WHAT IS ASKED
Express the records below as a two-column CSV with the header `input,output`. Give one row per record, with the record's text in `input` and its answer in `output`. Quote each field, replace line breaks with spaces, and omit the pictures.

MATERIAL FOR THE TASK
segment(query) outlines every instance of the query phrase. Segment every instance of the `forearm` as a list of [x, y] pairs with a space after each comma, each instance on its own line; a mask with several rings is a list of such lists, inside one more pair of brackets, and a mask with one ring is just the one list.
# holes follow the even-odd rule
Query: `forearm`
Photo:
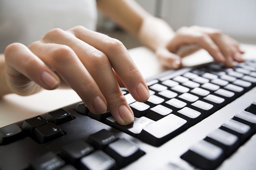
[[5, 63], [4, 54], [0, 54], [0, 97], [11, 93], [5, 79]]
[[174, 34], [174, 31], [164, 21], [149, 16], [144, 18], [137, 38], [144, 45], [154, 51], [166, 45]]

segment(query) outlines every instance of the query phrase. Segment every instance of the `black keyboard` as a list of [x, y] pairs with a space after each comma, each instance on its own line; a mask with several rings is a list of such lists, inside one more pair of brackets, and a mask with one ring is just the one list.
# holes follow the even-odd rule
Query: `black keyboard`
[[256, 61], [235, 65], [165, 72], [144, 103], [122, 88], [128, 125], [82, 103], [1, 127], [0, 170], [231, 169], [256, 131]]

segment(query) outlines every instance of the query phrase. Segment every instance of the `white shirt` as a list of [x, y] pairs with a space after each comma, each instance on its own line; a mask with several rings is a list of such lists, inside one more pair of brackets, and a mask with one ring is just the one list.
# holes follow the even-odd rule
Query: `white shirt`
[[0, 54], [13, 42], [28, 46], [54, 28], [95, 31], [97, 19], [95, 0], [0, 0]]

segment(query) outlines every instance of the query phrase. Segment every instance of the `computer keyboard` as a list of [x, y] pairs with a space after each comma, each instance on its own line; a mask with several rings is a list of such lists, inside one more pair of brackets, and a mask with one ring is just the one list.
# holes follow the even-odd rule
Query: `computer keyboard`
[[130, 125], [83, 103], [0, 128], [0, 170], [255, 169], [256, 60], [147, 80]]

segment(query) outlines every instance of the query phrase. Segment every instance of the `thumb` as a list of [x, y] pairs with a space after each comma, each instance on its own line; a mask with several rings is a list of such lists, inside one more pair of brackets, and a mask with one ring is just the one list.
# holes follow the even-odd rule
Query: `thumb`
[[174, 69], [180, 68], [182, 67], [181, 58], [180, 56], [170, 52], [166, 48], [157, 50], [156, 54], [160, 63], [163, 66]]

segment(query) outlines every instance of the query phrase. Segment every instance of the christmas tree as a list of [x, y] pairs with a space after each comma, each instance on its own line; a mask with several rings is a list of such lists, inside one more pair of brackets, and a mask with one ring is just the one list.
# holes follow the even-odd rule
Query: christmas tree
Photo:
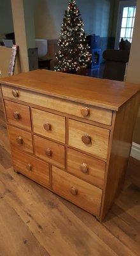
[[74, 0], [69, 0], [61, 27], [55, 71], [75, 73], [91, 61], [84, 24]]

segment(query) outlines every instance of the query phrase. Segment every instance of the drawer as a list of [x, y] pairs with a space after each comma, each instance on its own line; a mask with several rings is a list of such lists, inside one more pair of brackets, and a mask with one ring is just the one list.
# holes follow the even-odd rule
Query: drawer
[[52, 188], [60, 196], [93, 213], [100, 214], [102, 191], [54, 166]]
[[32, 109], [34, 132], [65, 143], [65, 118], [41, 110]]
[[36, 92], [27, 92], [21, 89], [17, 89], [18, 97], [16, 96], [16, 93], [13, 96], [12, 94], [13, 90], [14, 90], [14, 92], [16, 91], [12, 87], [2, 85], [4, 97], [7, 97], [16, 99], [17, 100], [19, 99], [25, 102], [57, 110], [101, 124], [108, 125], [111, 125], [113, 112], [111, 110], [78, 104]]
[[87, 124], [69, 120], [69, 145], [106, 159], [109, 131]]
[[35, 154], [43, 160], [65, 168], [65, 147], [62, 145], [34, 136]]
[[33, 153], [32, 134], [30, 132], [11, 125], [8, 125], [8, 129], [11, 145], [29, 153]]
[[19, 127], [31, 130], [30, 108], [27, 106], [4, 100], [7, 120]]
[[88, 182], [103, 189], [106, 163], [101, 160], [67, 149], [67, 170]]
[[50, 187], [49, 164], [22, 151], [11, 148], [14, 170], [45, 187]]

ANSWER FOR THIS EXERCISE
input,output
"segment(query) outlines every instance of the query phrase. Segment every instance of the `forearm` as a list of [x, y] pairs with a space after each comma, each instance on its own line; a mask with several rings is a list of such lists, inside one more pair of brackets, and a mask with one ring is just the one list. # holes follow the even-odd rule Query: `forearm` Photo:","[[5, 63], [4, 54], [0, 54], [0, 97], [11, 93], [5, 79]] [[174, 34], [174, 31], [164, 21], [149, 16], [144, 18], [137, 38], [144, 45], [154, 51], [166, 45]]"
"segment(query) outlines every instance of the query phrase. Segment every instance of the `black keyboard` as a list of [x, y] pairs with a space after each comma, each instance on its own line; a mask with several rings is a list of such lists, inside one more pair of brackets, and a mask with one ring is just the one list. # holes follow the even-odd rule Query: `black keyboard`","[[256, 61], [235, 65], [165, 72], [144, 103], [122, 88], [128, 125], [82, 103], [1, 127], [0, 170], [231, 169], [256, 131]]"
"segment(query) outlines every instance of the query phrase. Segment every instance of the `white shirt` as a list of [x, y] pairs with a space after each comma, each instance on its own line; a mask with several rings is a list of such lists, inside one more pair of brackets, and a mask with one ring is just the one list. # holes follow the even-odd rule Query: `white shirt`","[[0, 54], [13, 42], [28, 46], [54, 28], [95, 31], [97, 19], [95, 0], [0, 0]]"
"segment(query) outlines every instance of the query phrase. Segment every instance of the `computer keyboard` as a list of [x, y] pairs with a space after each comma, each instance on its own line; a mask with several rings is a list of such lists, inside one more pair of brackets, and a mask with one ring is just the one list. # holes follow the even-odd rule Query: `computer keyboard`","[[130, 125], [83, 103], [0, 128], [0, 170], [255, 169], [256, 60], [147, 80]]"
"segment(query) outlines every instance of the query phrase. Segment every instance of the `thumb` as a list of [x, y] pairs with a space after each comma, each instance on its own line; a mask with several rings is a list of such lists, inside one more pair of brackets, and a mask with one ring is just the one list. # holes follow the even-odd rule Query: `thumb`","[[174, 69], [180, 68], [182, 67], [181, 58], [180, 56], [170, 52], [166, 48], [157, 50], [156, 54], [160, 63], [163, 66]]"
"segment(query) outlines every instance of the query phrase. Segment every instance of the christmas tree as a list of [x, y] pairs with a space after each comma, each instance on its own line; a mask with several rings is a list of such lists, inside one more pair of brackets, and a mask with one ring is just the one list. # holes follow the even-odd rule Query: christmas tree Photo:","[[74, 0], [69, 0], [61, 27], [55, 71], [75, 73], [91, 61], [84, 24]]"
"segment(query) outlines every instance of the query phrase. Segment every instance of the drawer as a list of [x, y] pairs with a space after each comma, each instance on its own line; a mask with several rings is a list of such lists, inside one more pair of brackets, and a mask with one ring is just the one list. # holes follow the even-odd rule Query: drawer","[[52, 188], [60, 196], [93, 213], [100, 214], [102, 191], [54, 166]] [[32, 109], [34, 132], [65, 143], [65, 118], [41, 110]] [[36, 92], [27, 92], [21, 89], [17, 89], [18, 97], [16, 96], [16, 93], [13, 96], [12, 94], [13, 90], [14, 90], [14, 92], [16, 91], [12, 87], [2, 85], [4, 97], [7, 97], [16, 99], [17, 100], [19, 99], [25, 102], [57, 110], [101, 124], [108, 125], [111, 125], [113, 112], [111, 110], [78, 104]] [[87, 124], [69, 120], [69, 145], [106, 159], [109, 131]] [[35, 154], [43, 160], [65, 168], [65, 147], [62, 145], [34, 136]] [[33, 153], [32, 134], [30, 132], [11, 125], [8, 125], [8, 129], [11, 145], [29, 153]] [[19, 127], [31, 130], [30, 108], [27, 106], [4, 100], [7, 120]] [[88, 182], [103, 189], [106, 163], [101, 160], [67, 149], [67, 170]] [[50, 187], [49, 164], [22, 151], [11, 148], [14, 170], [45, 187]]"